[What the exercise asks]:
Recast the rows from the line containing "Objective — one pin per instance of the utility" through the final row, both ends included, as a numbered list with blank lines omitted.

[Given information]:
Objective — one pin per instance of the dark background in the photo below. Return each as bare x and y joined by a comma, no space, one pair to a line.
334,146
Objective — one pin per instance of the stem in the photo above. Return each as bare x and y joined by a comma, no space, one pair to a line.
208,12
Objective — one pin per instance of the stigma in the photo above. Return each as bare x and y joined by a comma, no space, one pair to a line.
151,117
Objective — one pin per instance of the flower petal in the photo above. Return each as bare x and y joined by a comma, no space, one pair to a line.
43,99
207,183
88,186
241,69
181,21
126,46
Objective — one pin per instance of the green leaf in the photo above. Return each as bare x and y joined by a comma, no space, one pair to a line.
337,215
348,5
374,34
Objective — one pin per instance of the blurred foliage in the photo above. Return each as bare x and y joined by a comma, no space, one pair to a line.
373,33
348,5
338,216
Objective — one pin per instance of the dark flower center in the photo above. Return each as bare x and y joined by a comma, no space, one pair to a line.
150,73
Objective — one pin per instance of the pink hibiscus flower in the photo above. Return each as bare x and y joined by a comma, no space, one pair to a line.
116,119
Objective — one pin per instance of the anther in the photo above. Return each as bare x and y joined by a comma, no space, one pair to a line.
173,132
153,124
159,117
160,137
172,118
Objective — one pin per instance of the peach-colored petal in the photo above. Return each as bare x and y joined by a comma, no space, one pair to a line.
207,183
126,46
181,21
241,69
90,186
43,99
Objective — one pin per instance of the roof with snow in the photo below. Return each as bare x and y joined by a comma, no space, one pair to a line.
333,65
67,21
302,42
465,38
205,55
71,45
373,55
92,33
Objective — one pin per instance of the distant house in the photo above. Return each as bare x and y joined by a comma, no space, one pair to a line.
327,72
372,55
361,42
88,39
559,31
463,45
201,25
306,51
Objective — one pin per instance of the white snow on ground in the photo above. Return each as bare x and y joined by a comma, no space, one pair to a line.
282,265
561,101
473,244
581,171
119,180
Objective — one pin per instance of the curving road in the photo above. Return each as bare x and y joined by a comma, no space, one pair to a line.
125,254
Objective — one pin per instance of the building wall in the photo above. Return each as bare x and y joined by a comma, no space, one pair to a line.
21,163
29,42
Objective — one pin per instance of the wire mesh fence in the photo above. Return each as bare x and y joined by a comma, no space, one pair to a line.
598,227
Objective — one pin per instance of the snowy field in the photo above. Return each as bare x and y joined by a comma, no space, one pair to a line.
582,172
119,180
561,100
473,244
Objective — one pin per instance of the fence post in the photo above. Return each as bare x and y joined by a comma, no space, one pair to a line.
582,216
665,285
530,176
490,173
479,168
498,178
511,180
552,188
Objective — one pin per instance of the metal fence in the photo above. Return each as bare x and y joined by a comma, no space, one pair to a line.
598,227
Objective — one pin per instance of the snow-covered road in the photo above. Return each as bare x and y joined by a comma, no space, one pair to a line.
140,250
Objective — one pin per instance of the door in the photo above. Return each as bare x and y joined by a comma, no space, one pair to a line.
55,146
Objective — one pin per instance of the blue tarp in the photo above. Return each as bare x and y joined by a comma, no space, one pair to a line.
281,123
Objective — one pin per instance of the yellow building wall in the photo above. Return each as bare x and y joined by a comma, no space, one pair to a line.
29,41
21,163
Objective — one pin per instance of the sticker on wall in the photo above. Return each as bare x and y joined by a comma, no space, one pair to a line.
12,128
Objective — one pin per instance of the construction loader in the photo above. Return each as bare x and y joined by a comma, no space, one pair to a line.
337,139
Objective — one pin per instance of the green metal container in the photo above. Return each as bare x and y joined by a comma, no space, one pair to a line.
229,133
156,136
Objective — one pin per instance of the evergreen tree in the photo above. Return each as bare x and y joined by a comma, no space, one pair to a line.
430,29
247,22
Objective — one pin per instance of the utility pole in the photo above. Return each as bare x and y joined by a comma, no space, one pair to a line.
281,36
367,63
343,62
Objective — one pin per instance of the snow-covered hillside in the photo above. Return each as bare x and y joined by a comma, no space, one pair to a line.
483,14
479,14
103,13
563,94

[Output for this exercise]:
1. Objective — one pin per instance of the utility pole in the photo above. Return each as bare x and y joined by a comma, no space, one pair to a line.
2. 281,36
3. 367,63
4. 343,62
5. Objective — one pin per instance of the snow-covered hillside in the photo above. Return each as bare x and y joined by a comma, no space, one pair to a line.
6. 483,14
7. 479,14
8. 103,13
9. 563,94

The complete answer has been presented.